* Problem *
Reproduce the items from the start of the records through the line containing "179 34 L 175", swapping "beige wall" for "white wall" and leaving everything else unchanged.

(Dataset records)
============================================================

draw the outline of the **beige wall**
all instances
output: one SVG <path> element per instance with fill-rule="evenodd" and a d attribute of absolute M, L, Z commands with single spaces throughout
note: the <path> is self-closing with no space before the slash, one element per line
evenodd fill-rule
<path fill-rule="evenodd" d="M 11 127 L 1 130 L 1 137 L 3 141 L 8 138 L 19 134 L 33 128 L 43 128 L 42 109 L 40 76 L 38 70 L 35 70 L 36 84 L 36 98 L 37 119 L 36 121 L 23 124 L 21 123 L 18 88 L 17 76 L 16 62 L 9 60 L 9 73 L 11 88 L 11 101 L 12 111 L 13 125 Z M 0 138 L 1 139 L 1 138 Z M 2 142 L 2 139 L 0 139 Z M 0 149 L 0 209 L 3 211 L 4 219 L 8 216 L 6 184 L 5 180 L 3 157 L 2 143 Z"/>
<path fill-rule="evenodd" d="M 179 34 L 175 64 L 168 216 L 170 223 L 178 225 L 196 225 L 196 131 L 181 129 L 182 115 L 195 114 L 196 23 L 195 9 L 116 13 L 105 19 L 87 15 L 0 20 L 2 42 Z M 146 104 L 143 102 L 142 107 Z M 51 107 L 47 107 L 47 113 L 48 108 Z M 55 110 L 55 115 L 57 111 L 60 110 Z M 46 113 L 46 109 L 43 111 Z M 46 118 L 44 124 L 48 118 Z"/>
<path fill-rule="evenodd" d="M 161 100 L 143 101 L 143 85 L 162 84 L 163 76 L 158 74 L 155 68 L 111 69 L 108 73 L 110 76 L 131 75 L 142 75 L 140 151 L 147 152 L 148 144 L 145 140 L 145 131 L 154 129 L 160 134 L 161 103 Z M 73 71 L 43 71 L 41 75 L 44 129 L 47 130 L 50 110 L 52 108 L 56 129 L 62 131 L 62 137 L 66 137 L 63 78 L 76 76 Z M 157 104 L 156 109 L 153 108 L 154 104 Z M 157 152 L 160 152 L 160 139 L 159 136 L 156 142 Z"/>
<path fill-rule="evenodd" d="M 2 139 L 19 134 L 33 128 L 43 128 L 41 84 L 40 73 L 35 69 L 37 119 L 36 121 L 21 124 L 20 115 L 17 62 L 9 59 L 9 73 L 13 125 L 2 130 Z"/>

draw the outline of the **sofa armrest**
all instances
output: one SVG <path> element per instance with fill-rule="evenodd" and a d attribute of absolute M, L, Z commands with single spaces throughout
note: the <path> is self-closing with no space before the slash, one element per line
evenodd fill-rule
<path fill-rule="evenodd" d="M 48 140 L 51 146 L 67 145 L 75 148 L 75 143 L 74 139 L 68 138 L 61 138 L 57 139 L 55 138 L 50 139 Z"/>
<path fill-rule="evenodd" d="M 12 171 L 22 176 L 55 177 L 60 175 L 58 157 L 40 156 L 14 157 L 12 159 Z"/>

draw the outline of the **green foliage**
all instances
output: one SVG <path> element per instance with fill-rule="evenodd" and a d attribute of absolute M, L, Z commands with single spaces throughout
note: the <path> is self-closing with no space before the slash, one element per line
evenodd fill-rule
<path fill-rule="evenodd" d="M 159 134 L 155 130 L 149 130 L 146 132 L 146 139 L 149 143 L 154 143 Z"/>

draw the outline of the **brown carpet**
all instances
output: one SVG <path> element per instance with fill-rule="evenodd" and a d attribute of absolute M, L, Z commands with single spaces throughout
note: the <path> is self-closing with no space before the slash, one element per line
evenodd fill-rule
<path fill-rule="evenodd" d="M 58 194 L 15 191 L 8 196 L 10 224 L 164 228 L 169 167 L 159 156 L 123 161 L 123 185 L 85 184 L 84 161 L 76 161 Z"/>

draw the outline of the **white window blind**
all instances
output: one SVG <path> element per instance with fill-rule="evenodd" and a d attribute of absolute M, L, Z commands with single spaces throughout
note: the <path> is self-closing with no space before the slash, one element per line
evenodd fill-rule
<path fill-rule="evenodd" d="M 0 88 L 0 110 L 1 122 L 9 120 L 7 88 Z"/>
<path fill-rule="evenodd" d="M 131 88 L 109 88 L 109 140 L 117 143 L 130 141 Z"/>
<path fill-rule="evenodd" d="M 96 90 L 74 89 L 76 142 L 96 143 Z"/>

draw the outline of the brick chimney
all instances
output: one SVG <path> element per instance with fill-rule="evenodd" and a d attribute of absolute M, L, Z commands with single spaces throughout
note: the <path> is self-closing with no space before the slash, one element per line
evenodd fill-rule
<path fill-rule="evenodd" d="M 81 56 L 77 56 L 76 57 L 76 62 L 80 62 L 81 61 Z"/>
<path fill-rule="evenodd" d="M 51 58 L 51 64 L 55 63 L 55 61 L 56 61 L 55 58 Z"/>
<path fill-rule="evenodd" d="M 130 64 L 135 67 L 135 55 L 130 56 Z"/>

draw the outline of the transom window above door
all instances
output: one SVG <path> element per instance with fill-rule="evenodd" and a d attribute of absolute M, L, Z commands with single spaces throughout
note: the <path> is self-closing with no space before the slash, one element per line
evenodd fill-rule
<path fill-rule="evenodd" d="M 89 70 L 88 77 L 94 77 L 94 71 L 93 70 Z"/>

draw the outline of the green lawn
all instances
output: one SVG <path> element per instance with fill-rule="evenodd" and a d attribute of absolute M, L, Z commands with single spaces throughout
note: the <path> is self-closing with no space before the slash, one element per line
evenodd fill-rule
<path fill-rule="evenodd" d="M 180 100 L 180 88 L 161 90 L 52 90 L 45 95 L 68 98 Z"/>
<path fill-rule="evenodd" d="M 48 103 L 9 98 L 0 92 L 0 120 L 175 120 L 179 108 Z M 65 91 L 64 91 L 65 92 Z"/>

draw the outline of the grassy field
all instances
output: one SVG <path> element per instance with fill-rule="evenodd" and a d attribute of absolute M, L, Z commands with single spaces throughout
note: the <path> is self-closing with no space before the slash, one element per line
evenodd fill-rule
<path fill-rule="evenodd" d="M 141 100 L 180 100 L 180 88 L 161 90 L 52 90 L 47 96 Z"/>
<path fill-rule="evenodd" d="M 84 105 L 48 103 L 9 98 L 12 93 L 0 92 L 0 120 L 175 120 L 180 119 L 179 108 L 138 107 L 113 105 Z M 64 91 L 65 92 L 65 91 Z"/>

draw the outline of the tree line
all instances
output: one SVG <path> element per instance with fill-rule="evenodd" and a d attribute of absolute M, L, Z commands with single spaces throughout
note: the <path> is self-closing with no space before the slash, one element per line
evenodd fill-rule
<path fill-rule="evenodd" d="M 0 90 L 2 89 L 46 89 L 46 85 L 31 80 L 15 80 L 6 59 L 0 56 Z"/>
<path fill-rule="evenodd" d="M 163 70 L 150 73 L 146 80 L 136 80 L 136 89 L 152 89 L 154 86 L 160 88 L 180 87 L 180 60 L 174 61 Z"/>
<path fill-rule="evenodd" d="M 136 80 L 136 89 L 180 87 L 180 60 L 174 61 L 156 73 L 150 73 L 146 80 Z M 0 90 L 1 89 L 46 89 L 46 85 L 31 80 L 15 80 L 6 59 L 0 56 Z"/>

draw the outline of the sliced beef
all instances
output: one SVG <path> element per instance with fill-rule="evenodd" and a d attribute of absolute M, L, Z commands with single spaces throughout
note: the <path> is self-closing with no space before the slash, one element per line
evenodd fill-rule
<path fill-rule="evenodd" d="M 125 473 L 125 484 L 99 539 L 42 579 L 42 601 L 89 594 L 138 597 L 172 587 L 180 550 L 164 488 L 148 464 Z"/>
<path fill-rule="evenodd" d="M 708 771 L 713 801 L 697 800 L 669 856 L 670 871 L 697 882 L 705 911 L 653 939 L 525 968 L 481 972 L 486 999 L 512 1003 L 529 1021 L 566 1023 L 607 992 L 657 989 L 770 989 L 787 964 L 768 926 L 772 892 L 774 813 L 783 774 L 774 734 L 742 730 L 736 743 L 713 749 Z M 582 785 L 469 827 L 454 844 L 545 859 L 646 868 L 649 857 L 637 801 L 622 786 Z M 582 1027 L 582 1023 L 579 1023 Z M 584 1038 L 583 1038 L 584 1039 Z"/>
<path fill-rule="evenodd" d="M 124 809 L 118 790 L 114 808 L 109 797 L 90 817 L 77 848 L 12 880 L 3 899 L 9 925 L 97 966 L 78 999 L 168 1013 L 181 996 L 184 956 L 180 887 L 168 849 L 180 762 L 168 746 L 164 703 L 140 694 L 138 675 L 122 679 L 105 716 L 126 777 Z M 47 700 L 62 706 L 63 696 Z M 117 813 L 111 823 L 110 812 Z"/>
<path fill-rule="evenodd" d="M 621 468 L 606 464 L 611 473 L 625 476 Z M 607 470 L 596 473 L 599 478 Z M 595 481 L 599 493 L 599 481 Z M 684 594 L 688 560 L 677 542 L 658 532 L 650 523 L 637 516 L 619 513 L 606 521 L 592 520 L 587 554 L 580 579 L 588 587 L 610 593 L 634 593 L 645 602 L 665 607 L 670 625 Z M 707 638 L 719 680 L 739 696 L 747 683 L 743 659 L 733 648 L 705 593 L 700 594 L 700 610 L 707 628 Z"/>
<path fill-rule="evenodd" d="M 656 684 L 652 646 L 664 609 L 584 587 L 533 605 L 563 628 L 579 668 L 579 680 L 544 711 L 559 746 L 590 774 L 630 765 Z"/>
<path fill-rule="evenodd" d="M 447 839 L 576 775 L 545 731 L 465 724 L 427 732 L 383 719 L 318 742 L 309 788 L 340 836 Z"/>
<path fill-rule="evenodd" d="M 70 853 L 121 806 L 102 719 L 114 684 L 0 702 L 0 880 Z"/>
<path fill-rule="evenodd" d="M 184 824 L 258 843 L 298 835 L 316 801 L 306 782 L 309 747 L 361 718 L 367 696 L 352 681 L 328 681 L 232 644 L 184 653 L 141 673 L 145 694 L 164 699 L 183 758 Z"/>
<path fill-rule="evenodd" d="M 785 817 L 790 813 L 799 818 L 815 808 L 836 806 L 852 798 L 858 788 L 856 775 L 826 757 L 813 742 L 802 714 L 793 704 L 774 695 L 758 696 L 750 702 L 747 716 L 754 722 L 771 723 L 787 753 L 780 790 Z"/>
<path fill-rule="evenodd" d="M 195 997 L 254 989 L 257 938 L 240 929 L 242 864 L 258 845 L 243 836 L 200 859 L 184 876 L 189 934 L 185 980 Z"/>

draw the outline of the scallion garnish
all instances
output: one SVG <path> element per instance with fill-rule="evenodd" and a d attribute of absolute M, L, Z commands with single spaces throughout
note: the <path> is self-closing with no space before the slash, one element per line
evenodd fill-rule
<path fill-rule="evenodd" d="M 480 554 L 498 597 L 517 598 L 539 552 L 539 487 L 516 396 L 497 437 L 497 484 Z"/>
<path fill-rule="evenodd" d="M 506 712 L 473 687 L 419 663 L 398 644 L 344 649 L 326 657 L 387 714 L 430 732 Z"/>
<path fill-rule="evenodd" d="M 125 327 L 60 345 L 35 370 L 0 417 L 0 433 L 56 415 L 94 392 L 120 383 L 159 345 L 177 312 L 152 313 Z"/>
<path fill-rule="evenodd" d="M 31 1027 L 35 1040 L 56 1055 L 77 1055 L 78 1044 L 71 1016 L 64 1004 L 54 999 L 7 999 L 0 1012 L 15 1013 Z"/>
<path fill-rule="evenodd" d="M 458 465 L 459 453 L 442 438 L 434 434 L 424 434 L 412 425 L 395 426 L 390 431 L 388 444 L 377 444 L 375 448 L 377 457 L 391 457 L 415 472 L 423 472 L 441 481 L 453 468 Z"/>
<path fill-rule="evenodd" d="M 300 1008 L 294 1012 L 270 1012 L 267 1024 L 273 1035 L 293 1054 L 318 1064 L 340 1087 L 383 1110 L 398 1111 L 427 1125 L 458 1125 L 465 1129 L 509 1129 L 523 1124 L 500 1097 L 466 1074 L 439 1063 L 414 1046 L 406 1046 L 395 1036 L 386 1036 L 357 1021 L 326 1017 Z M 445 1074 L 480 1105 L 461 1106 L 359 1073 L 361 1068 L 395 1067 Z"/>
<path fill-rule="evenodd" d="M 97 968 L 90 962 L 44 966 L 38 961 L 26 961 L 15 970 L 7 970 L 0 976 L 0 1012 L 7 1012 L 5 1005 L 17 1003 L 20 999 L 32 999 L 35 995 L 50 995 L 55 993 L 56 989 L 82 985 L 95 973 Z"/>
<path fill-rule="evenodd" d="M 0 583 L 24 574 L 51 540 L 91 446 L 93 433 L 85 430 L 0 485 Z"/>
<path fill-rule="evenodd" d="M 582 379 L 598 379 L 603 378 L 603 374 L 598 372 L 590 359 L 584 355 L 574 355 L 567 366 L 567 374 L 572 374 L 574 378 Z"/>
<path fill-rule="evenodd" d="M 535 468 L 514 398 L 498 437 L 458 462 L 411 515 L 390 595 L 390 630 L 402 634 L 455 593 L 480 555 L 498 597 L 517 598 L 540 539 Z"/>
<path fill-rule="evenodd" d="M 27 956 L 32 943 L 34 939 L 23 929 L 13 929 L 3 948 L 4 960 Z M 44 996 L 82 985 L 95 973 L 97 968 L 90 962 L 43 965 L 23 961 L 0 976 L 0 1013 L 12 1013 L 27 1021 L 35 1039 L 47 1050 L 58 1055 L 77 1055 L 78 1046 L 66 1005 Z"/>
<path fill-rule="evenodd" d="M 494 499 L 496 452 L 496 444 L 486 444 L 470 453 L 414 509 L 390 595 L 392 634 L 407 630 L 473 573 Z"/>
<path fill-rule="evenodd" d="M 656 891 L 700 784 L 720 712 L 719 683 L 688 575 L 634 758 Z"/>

============================================================

* Exercise answer *
draw the outline of the **white wall**
all instances
output: one SVG <path> element per instance with fill-rule="evenodd" and a d attribute of absolute M, L, Z commands with single spaces throughout
note: the <path> is self-closing with no space before the slash, one element per line
evenodd fill-rule
<path fill-rule="evenodd" d="M 11 127 L 1 130 L 1 137 L 3 141 L 8 138 L 19 134 L 33 128 L 43 128 L 42 109 L 40 76 L 38 70 L 35 70 L 36 84 L 36 98 L 37 119 L 36 121 L 23 124 L 21 123 L 18 88 L 17 76 L 16 62 L 9 60 L 9 73 L 11 88 L 11 101 L 12 111 L 13 125 Z M 0 138 L 1 139 L 1 138 Z M 2 142 L 2 139 L 0 139 Z M 0 149 L 0 209 L 3 211 L 4 219 L 8 216 L 6 184 L 5 180 L 3 157 L 2 143 Z"/>
<path fill-rule="evenodd" d="M 179 34 L 175 64 L 168 216 L 170 223 L 178 225 L 196 225 L 196 131 L 181 129 L 182 115 L 195 114 L 196 23 L 195 9 L 116 13 L 105 19 L 87 15 L 0 20 L 2 42 Z M 146 104 L 143 102 L 142 107 Z M 51 107 L 47 107 L 47 113 L 48 108 Z M 55 110 L 55 115 L 57 111 L 60 110 Z M 46 113 L 46 109 L 43 111 Z M 46 118 L 44 124 L 48 118 Z"/>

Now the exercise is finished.